- [EXTRACT TO READ]
▼▼▼

There is a companion notebook for RDF.


TODO add sample data with:
- Lots of node labels - E.g., CREATE (n:Customer<N>-Device {`~id`: 'Device_15', ID: 15, Value: 'XYZ123456'})
- Multiple labels, so lots of Customer<N> labels: CREATE (n:Device:Customer1 {`~id`: 'Device_15', ID: 15, Value: 'XYZ123456'})
- Would I ever have LOTS of edge labels? - try one for fun connectedTo-<N>
    


## Setup PlantUML
We will use Plant UML to render the diagram

In [None]:
%pip install iplantuml

** Restart kernel **

In [None]:
import iplantuml

## Setup Discovery
Get connection to Neptune

In [None]:
import json
import os
import lpg_discovery

def get_neptune_env(var):
    return os.popen(f"source ~/.bashrc ; echo ${var}").read().split("\n")[0]
    
# Grab Neptune cluster host/port from notebook instance environment variables
GRAPH_NOTEBOOK_HOST= get_neptune_env("GRAPH_NOTEBOOK_HOST")
GRAPH_NOTEBOOK_PORT= get_neptune_env("GRAPH_NOTEBOOK_PORT")
GRAPH_NOTEBOOK_AUTH_MODE= get_neptune_env("GRAPH_NOTEBOOK_AUTH_MODE")
AWS_REGION= get_neptune_env("AWS_REGION")
USE_IAM_AUTH = GRAPH_NOTEBOOK_AUTH_MODE != 'DEFAULT'

lpg_discovery.set_neptune_env(GRAPH_NOTEBOOK_HOST, GRAPH_NOTEBOOK_PORT, AWS_REGION, USE_IAM_AUTH)


## Load some data if you like
If not, skip and we'll go with what you've got

In [None]:
%seed --model property_graph --dataset airports

In [None]:
%seed --model property_graph --dataset fraud_graph

In [None]:
%seed --model property_graph --dataset knowledge-graph

### Movies

In [None]:
# Use the boto3 session SDK to fetch the region being used for this workshop
import boto3

# Dynamically build the S3 path based on the region
s3datapath = "s3://ee-assets-prod-" + AWS_REGION + \
    "/modules/f3f89ef4607743429fb01ae23d983197/v1/workshop/data-v2/imdb-pg/"

▲▲▲

Records drawn from a dataset:
▼▼▼

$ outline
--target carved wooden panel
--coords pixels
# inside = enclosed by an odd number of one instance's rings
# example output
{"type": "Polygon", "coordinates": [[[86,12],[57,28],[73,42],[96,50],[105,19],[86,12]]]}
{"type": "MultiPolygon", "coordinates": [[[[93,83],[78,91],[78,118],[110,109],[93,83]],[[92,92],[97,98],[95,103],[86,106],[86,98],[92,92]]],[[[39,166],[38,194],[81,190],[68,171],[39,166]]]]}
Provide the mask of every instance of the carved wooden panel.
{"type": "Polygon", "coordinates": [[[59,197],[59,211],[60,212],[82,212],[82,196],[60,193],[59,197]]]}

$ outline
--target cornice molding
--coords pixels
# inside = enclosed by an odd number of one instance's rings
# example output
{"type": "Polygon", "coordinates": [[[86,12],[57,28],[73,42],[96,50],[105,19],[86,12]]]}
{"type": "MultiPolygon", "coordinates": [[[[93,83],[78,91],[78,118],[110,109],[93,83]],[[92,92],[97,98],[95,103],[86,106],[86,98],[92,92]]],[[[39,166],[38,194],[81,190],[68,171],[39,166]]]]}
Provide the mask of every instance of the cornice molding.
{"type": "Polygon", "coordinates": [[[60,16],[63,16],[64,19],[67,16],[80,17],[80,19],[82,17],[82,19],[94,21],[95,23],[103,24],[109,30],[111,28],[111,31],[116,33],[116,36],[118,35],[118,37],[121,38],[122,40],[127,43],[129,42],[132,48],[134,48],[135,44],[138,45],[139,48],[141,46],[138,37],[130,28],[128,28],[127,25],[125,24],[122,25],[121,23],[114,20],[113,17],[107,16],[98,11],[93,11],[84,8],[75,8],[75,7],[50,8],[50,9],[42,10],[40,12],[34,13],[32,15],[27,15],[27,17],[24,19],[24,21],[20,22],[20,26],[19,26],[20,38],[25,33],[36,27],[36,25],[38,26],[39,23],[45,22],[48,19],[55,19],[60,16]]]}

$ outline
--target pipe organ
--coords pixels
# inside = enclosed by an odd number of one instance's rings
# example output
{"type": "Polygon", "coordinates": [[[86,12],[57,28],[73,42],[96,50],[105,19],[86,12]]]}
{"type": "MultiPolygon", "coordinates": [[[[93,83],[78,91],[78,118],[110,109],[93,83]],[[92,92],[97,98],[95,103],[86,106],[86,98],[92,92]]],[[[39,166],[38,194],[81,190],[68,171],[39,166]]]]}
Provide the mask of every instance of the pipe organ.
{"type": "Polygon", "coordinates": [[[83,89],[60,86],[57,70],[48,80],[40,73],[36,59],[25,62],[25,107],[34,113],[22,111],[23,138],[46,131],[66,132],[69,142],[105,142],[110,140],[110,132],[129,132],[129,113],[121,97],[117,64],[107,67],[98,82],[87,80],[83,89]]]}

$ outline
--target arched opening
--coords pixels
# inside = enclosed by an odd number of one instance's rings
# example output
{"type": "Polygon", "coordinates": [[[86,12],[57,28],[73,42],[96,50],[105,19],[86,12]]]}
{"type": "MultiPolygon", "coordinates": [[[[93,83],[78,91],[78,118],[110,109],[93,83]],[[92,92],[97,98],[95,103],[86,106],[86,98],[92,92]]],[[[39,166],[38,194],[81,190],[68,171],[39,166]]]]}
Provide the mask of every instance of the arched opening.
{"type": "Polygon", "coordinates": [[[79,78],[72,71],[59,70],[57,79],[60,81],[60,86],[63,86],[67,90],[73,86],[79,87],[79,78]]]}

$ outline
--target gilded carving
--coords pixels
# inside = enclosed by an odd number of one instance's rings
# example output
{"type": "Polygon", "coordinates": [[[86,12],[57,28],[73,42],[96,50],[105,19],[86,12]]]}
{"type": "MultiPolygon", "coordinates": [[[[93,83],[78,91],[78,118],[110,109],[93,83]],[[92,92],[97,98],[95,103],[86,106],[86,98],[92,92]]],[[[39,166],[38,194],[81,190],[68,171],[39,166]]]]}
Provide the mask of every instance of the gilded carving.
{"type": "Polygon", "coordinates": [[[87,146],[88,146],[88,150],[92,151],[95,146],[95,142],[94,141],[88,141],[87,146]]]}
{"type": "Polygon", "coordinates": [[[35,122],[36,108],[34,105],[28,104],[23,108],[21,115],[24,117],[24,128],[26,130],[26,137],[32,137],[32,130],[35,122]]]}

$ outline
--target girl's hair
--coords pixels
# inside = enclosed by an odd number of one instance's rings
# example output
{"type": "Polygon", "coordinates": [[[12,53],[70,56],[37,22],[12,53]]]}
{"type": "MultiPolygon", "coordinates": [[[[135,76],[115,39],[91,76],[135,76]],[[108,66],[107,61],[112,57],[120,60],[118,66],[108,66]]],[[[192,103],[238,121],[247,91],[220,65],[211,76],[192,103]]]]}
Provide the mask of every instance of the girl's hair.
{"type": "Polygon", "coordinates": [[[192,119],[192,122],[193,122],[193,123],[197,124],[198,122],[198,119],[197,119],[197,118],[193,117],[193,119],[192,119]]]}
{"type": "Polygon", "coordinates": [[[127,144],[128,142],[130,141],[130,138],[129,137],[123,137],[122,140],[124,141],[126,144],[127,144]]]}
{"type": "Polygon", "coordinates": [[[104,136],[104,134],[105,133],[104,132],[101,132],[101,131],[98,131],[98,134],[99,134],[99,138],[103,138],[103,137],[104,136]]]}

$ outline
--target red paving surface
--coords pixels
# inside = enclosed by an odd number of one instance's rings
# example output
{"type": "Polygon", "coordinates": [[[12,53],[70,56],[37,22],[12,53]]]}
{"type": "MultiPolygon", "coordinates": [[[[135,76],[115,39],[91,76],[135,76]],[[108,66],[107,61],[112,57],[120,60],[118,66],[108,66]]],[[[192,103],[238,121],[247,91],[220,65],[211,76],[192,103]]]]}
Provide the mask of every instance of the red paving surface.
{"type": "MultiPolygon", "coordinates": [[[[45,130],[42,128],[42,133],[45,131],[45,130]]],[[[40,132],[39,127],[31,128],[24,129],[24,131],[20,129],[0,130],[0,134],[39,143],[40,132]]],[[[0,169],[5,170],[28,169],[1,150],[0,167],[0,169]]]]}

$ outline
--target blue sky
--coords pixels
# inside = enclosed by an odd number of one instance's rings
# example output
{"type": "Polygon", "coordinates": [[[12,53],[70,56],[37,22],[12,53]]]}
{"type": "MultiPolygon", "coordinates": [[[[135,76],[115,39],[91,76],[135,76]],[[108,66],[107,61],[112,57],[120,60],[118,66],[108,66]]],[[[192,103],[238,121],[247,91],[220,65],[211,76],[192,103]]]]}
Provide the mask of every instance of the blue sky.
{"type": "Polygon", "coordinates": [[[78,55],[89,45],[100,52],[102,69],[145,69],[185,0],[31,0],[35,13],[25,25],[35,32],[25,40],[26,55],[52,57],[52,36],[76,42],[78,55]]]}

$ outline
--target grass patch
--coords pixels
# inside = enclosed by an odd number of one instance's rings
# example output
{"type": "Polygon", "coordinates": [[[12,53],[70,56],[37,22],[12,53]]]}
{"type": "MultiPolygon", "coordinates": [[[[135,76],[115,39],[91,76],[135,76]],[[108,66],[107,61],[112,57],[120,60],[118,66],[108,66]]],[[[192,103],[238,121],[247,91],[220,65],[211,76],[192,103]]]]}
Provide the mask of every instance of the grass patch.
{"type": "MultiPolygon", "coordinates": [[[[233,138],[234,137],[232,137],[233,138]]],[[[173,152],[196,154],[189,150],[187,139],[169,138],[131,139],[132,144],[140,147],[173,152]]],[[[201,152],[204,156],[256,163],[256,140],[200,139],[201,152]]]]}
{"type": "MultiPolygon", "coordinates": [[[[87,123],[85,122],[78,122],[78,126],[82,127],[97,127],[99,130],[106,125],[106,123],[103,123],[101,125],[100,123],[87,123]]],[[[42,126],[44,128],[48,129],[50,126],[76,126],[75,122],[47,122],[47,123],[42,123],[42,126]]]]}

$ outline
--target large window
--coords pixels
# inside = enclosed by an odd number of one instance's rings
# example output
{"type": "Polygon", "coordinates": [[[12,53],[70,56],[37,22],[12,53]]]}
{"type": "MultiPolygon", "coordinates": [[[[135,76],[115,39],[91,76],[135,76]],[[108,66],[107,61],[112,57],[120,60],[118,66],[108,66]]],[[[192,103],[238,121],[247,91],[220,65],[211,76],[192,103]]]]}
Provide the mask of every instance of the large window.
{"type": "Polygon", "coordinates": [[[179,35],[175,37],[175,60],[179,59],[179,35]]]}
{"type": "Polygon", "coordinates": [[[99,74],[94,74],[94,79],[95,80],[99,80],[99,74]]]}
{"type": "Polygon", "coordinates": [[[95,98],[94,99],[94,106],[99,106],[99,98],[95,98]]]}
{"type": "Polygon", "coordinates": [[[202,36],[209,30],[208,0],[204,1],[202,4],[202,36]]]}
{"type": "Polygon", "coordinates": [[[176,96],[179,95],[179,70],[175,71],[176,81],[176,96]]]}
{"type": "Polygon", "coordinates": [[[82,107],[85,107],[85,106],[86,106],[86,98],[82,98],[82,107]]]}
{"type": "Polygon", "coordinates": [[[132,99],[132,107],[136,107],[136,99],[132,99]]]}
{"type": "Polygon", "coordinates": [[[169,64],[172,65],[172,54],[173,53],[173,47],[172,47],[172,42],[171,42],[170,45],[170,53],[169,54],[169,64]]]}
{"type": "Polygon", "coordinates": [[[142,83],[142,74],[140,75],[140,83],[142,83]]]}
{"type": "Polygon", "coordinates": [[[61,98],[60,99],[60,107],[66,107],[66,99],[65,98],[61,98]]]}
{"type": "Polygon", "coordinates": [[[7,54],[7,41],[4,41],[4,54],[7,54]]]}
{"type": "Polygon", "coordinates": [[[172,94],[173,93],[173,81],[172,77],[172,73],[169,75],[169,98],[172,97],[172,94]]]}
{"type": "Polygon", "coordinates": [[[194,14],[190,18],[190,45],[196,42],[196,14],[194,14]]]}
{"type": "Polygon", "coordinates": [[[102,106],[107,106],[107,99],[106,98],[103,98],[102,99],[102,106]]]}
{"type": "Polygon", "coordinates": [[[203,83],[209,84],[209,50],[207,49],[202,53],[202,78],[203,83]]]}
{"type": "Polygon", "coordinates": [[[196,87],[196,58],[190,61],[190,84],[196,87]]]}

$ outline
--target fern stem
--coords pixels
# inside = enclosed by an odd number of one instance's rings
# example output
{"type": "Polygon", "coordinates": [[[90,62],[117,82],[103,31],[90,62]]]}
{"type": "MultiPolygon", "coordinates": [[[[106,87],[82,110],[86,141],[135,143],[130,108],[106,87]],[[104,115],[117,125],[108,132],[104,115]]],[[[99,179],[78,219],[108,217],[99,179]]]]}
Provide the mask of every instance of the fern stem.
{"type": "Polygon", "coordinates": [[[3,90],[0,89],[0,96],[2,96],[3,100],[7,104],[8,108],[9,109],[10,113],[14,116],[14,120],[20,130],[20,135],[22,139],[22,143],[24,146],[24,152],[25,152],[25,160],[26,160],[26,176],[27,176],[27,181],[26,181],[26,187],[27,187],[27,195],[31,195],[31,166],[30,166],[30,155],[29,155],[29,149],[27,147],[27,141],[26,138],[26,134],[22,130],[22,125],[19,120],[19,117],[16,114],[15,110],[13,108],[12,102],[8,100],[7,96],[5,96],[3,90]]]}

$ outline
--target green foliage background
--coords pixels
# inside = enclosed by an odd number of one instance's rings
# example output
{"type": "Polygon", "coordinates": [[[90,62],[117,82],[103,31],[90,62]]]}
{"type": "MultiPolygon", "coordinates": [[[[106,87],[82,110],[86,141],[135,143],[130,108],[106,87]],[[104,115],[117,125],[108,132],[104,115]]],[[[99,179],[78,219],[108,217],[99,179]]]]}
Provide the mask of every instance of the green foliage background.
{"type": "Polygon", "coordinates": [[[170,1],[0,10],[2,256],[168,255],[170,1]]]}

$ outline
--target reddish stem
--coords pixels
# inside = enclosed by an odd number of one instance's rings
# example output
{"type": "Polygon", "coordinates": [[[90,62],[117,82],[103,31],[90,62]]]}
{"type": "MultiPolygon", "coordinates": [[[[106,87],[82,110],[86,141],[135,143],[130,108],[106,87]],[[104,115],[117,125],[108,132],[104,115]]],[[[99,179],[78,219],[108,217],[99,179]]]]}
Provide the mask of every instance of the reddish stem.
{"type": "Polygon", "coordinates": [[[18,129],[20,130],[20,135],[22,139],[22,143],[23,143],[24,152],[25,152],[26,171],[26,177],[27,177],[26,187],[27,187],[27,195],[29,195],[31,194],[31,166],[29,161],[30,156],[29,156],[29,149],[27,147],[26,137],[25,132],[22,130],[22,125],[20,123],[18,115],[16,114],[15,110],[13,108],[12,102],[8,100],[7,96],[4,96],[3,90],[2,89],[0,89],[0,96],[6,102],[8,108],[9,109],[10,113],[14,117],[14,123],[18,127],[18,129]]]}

▲▲▲

- [GIVEN EXERCISE 1] Rewrite everything in the notebook excerpt from "# Grab Neptune" down to "GRAPH_NOTEBOOK_PORT, AWS_REGION, USE_IAM_AUTH)", changing "AWS_REGION" to "NEPTUNE_REGION".
- [GIVEN EXERCISE 2] Which datasets does the notebook excerpt load with the %seed command?
- [GIVEN EXERCISE 3] According to the notebook excerpt, what will be used to render the diagram?
Base every answer on the notebook excerpt alone.

- [EXPECTED OUTPUT 1]
# Grab Neptune cluster host/port from notebook instance environment variables
GRAPH_NOTEBOOK_HOST= get_neptune_env("GRAPH_NOTEBOOK_HOST")
GRAPH_NOTEBOOK_PORT= get_neptune_env("GRAPH_NOTEBOOK_PORT")
GRAPH_NOTEBOOK_AUTH_MODE= get_neptune_env("GRAPH_NOTEBOOK_AUTH_MODE")
NEPTUNE_REGION= get_neptune_env("NEPTUNE_REGION")
USE_IAM_AUTH = GRAPH_NOTEBOOK_AUTH_MODE != 'DEFAULT'

lpg_discovery.set_neptune_env(GRAPH_NOTEBOOK_HOST, GRAPH_NOTEBOOK_PORT, NEPTUNE_REGION, USE_IAM_AUTH)

- [EXPECTED OUTPUT 2] airports, fraud_graph, knowledge-graph

- [EXPECTED OUTPUT 3] Plant UML.